==== Text shown

In the bolded sentence you assume that the whole shares the properties of the parts, a common error in these "explanations" of quantum mechanics. Perhaps the macroscopic object has zero probability of being on the other side of the wall even though each of its parts has a nonzero property of being there. Unknown composite {whole more than parts} effects could play a role.

Wel if by definition each part has a independent probability of being on the other side then the whole part has a probability of being on the other side of a barrier. Each tunneling event could effect the probability of the next tunneling event, but this effect would never bring the probability of the next particle tunneling to zero. This argument should certainly allow for my entire body to tunnel through a barrier.

You seem to be suggesting a hypothetical rule(new physics) that would limit quantum theory to the microscopic world. Is there evidence of this?

This suggests some extra rule that limits the density of tunneling events in space or in time? This would be interesting new physics.

I do not see the problem when I write down a [N] bodied Schrödinger hamiltonian.
$$H =\sum_{i=1}^N \frac{P_{i}^2}{2 m_i} +\sum_{i=1}^N (\sum_{j=1}^N V_{i,j})$$

I know that the solution must be continuous and the derivative must be continuous. If these conditions are meet the solution can only equal zero at infinity and infinitesimal points in-between minus infinity and plus infinity.

What would be a function that go to zero for a larger stretch then an infinitesimal point and still have it’s derivative be continuous? This type of function would allow for zero probability on the other side of the barrier. All other functions do not satisfy this, and would allow the possibility of tunneling.

 

[vanesch]

I was indeed unaware that any physicists held this view. It still seems logically impossible to me. I think that understanding things at the mesoscopic scale will make condensed matter people change their minds, but it's clear that our current argument isn't going anywhere .

Hi,

I have to say I agree 100% with what you write and I'm even amazed that some physicists hold these "holistic" views, which remind me more of 19th century ideas that in order to do "organic chemistry" you need (emergent?) "forces of life". Maybe it is based upon a misunderstanding, which you outline very well: it is not because you can write down the microscopic laws that there is any evident way to bring in evidence "collective phenomena", and that in most cases, a phenomenological model of the phenomenon in question is far more instructive and useful than the microscopic laws. This is something which is now widely recognized, but was maybe not before the "chaos" hype of the 80ies (style Mandelbrot and Co). So people were right to outline that it is not because you can write down the microscopic laws, that you can "easily extract" collective behaviour.

========
==== Listing

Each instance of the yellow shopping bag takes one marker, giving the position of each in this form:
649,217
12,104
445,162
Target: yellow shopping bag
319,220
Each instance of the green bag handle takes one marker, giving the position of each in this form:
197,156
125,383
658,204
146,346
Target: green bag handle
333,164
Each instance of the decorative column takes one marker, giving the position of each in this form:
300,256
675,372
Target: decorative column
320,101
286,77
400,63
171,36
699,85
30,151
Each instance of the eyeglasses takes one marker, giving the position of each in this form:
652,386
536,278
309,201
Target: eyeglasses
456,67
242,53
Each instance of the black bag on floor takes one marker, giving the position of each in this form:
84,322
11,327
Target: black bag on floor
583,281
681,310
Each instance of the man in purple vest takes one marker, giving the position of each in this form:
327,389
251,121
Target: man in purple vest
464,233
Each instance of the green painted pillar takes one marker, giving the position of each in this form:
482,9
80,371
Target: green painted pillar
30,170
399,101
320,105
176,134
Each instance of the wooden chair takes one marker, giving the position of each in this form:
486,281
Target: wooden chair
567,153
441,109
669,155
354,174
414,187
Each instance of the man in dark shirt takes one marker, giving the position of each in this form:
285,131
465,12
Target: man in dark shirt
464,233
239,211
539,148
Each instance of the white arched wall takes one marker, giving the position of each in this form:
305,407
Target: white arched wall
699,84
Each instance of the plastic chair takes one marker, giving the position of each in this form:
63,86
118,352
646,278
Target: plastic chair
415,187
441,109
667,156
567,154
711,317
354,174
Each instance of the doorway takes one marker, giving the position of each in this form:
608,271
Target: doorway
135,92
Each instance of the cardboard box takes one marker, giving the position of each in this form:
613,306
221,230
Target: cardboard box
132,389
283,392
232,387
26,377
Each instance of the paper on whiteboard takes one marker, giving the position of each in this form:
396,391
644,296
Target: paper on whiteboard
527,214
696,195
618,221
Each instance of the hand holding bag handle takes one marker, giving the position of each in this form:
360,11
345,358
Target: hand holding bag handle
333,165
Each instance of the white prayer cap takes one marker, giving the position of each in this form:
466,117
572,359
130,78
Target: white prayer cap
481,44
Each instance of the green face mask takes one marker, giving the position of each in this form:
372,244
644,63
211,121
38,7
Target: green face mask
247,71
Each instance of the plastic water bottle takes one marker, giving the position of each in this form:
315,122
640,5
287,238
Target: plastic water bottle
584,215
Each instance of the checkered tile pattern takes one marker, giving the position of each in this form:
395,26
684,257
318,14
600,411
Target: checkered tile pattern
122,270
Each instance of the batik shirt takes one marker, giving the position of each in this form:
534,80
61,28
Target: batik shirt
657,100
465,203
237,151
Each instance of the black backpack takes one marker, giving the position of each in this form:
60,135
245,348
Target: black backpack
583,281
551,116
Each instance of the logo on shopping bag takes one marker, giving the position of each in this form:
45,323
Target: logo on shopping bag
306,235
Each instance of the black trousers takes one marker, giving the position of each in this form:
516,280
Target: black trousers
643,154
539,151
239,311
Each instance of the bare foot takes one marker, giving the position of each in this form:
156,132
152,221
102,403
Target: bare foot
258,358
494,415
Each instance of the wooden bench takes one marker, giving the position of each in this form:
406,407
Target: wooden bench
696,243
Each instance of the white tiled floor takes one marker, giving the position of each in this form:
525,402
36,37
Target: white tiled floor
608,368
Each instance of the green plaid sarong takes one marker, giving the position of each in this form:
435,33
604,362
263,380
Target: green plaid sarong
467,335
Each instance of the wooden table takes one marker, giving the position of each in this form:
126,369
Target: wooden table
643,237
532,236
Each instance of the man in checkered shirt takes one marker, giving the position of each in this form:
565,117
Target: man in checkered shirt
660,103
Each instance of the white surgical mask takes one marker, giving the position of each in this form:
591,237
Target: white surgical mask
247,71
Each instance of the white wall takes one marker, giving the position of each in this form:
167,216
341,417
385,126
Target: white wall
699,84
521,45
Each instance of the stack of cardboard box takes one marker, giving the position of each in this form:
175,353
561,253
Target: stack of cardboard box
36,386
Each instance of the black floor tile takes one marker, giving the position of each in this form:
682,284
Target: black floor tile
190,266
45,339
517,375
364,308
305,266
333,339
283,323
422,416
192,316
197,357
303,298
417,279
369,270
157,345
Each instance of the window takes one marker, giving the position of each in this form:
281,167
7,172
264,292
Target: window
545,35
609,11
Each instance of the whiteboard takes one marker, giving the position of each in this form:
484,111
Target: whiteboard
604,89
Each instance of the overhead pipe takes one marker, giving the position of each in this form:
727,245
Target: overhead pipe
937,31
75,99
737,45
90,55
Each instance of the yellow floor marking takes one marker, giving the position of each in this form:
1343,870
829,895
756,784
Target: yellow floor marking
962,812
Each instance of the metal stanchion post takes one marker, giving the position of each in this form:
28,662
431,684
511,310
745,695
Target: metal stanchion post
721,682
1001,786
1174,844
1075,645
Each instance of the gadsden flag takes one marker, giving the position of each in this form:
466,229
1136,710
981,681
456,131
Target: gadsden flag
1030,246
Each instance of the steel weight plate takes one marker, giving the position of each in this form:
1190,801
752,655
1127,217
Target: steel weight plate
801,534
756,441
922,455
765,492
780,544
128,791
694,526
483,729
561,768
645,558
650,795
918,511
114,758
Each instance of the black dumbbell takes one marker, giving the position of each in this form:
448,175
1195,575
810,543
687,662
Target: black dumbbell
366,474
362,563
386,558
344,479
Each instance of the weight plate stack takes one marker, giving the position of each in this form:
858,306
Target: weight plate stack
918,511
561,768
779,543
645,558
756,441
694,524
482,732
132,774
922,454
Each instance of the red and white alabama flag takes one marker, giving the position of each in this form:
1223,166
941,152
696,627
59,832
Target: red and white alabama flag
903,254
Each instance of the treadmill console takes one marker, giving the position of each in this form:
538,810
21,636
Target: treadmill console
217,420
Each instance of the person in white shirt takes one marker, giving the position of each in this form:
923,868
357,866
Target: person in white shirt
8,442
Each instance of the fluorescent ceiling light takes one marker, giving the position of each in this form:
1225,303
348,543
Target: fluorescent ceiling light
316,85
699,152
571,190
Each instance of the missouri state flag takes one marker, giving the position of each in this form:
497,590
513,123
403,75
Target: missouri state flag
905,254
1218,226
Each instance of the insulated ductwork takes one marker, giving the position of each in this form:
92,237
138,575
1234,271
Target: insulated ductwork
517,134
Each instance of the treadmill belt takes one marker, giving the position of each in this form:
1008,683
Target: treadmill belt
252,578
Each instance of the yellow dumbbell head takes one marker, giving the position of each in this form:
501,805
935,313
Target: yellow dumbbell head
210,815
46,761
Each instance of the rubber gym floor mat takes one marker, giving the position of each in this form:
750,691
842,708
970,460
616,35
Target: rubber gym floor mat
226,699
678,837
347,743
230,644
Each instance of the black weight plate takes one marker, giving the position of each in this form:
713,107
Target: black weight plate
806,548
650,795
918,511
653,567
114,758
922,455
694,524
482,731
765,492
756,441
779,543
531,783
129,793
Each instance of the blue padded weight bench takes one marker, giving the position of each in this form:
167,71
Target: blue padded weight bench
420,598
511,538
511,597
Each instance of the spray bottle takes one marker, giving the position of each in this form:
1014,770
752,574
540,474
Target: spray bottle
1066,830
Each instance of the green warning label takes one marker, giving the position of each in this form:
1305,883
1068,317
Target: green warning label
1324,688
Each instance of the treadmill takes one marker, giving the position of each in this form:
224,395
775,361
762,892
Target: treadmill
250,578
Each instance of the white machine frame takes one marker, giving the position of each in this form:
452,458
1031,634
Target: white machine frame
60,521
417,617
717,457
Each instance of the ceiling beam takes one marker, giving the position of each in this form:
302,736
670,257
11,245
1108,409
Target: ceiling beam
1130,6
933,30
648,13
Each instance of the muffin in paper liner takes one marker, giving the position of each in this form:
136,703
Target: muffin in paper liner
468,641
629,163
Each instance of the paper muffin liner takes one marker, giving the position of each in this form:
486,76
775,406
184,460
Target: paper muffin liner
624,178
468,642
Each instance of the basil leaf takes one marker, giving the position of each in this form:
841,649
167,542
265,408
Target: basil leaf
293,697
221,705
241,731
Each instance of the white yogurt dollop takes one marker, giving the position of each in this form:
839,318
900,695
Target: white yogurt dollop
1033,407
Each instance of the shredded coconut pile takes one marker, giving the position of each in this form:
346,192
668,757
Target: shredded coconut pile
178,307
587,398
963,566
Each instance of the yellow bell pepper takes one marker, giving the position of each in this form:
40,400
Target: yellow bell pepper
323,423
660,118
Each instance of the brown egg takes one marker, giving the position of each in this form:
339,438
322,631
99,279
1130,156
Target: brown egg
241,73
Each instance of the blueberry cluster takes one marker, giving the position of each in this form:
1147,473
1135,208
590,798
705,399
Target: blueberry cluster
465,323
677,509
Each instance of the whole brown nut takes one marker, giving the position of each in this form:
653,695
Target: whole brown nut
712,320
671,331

========

◆ Requirements ◆
Say whether each statement agrees with the forum text, answering yes or no and quoting the words from the forum text that decide it. 1. The poster who writes down the N-body Hamiltonian says both the solution and its derivative must be continuous. 2. One reply says the effect of each tunneling event could bring the probability of the next particle tunneling to zero. 3. The last reply places the "chaos" hype in the 1970s.

◆ Answer ◆
1. Yes: "I know that the solution must be continuous and the derivative must be continuous."
2. No: "this effect would never bring the probability of the next particle tunneling to zero."
3. No: "before the "chaos" hype of the 80ies"